# [AIM]
Find every line in the items below that contains the string "contrail", matching case exactly, and copy each of those lines.

# Start of RAW DATA

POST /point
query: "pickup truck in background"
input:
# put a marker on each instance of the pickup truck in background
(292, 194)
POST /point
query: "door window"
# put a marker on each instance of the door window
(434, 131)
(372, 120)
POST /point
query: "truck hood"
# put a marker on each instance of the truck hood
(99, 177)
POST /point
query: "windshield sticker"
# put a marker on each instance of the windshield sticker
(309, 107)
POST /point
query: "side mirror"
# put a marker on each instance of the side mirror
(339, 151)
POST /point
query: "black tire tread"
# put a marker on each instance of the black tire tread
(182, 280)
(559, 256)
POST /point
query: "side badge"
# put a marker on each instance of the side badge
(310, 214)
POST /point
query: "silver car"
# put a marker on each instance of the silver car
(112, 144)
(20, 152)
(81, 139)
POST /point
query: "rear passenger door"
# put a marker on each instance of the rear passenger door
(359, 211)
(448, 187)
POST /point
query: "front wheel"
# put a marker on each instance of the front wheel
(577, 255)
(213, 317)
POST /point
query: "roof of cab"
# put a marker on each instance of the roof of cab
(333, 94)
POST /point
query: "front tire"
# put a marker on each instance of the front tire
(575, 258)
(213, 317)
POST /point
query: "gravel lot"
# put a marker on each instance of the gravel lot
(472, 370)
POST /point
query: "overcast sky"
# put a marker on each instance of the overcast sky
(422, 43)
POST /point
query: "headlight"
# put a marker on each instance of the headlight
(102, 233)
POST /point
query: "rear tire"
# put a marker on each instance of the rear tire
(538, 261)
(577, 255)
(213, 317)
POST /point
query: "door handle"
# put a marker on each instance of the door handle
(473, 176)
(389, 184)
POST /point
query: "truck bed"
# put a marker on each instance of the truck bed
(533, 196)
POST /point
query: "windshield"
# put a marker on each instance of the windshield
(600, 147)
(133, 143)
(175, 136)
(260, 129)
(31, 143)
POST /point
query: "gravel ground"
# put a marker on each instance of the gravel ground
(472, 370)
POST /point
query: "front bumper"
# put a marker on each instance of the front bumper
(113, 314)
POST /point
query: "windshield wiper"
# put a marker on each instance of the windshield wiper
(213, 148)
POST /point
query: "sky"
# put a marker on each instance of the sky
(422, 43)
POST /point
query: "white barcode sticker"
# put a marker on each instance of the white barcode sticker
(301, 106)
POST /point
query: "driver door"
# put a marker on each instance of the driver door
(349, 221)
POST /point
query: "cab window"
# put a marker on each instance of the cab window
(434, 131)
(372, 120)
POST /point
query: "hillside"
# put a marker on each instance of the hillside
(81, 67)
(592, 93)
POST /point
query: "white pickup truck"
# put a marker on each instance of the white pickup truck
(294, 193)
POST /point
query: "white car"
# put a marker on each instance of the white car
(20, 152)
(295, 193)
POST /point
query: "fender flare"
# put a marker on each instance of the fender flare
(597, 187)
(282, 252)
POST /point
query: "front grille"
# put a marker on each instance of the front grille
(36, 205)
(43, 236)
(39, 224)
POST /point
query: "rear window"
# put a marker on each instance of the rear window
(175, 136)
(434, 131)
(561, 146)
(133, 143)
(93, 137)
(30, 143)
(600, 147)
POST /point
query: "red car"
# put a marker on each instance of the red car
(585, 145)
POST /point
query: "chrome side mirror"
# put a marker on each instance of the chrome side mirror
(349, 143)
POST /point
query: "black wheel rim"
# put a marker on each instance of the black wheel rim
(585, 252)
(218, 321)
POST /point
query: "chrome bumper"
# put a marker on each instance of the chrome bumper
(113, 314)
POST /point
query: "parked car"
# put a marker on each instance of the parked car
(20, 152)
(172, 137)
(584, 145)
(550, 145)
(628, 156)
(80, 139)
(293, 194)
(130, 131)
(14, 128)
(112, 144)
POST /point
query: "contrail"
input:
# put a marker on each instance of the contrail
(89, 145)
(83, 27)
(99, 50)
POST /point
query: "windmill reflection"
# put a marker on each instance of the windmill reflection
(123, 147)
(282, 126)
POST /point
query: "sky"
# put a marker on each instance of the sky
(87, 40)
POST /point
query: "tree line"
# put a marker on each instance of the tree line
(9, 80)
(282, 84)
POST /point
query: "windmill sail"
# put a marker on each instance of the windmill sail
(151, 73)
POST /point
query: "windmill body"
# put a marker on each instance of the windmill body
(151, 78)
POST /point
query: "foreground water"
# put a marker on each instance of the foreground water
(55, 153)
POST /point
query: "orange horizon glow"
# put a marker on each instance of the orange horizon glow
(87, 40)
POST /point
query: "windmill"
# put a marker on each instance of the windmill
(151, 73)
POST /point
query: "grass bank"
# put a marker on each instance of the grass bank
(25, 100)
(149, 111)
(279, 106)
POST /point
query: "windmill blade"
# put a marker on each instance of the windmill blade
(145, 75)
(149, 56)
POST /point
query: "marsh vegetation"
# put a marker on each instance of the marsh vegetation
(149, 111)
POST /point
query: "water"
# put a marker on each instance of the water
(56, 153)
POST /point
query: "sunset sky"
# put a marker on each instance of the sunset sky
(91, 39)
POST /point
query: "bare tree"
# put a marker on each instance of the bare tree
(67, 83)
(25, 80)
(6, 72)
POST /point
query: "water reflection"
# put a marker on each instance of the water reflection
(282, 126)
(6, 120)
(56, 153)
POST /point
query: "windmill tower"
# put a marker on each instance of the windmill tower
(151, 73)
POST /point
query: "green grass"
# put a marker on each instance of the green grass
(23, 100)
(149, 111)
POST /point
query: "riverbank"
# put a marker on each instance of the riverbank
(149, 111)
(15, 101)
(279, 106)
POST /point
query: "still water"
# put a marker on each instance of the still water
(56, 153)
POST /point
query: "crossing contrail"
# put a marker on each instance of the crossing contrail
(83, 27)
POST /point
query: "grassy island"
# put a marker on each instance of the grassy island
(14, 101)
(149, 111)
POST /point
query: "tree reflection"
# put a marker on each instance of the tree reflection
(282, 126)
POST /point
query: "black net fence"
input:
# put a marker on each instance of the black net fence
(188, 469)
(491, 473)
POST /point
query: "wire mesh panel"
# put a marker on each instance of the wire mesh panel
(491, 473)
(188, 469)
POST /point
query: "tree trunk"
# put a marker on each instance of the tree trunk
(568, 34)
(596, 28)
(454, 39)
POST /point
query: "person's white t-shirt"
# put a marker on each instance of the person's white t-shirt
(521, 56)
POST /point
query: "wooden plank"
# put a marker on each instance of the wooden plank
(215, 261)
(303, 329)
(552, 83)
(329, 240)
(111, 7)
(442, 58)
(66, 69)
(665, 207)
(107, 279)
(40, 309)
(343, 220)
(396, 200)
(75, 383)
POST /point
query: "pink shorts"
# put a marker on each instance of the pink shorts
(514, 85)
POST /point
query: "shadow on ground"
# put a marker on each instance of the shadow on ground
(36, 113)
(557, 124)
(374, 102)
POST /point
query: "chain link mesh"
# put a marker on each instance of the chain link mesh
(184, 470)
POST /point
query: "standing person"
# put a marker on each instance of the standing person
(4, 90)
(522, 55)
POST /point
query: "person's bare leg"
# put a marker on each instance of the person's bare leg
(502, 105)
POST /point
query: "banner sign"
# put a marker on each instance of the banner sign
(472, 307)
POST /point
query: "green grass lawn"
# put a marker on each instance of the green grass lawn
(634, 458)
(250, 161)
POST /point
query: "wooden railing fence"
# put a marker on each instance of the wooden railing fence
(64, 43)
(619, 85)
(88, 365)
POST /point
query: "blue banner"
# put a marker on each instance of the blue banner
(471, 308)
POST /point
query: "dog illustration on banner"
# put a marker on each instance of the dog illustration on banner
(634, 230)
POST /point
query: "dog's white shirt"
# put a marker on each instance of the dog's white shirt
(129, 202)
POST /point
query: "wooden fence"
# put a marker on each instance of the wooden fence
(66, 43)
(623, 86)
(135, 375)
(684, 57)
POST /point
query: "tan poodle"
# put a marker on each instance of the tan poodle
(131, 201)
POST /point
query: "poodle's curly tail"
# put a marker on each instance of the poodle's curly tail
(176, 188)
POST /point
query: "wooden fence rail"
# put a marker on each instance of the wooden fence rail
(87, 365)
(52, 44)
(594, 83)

# End of RAW DATA

# [SOLUTION TO THE EXERCISE]
query: "contrail"
# put a marker on each instance of the contrail
query: "crossing contrail"
# put a marker on each instance of the crossing contrail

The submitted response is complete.